(Data drawn from a collection)
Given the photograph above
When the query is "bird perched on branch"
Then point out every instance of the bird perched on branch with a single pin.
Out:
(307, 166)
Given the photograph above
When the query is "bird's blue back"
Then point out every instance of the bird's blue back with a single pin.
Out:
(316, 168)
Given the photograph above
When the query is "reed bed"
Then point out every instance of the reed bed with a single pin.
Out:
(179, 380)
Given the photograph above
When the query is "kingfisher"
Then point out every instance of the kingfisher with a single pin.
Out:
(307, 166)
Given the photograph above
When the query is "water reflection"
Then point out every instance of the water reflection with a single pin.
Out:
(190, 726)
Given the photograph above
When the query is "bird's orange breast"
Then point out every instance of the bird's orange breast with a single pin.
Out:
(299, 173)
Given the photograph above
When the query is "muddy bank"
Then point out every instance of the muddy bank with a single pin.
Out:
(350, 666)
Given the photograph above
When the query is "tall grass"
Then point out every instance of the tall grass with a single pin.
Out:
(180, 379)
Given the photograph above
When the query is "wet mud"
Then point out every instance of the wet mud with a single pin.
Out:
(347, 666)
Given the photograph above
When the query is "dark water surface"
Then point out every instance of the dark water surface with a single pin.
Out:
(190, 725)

==

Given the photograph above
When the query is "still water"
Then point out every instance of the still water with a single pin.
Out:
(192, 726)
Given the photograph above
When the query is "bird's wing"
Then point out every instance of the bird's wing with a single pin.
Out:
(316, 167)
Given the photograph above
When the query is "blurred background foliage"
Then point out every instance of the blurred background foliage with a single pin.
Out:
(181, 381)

### EXERCISE INSTRUCTIONS
Please count how many lines in the records above contain the word "orange", and reply with the number alone.

### RESPONSE
2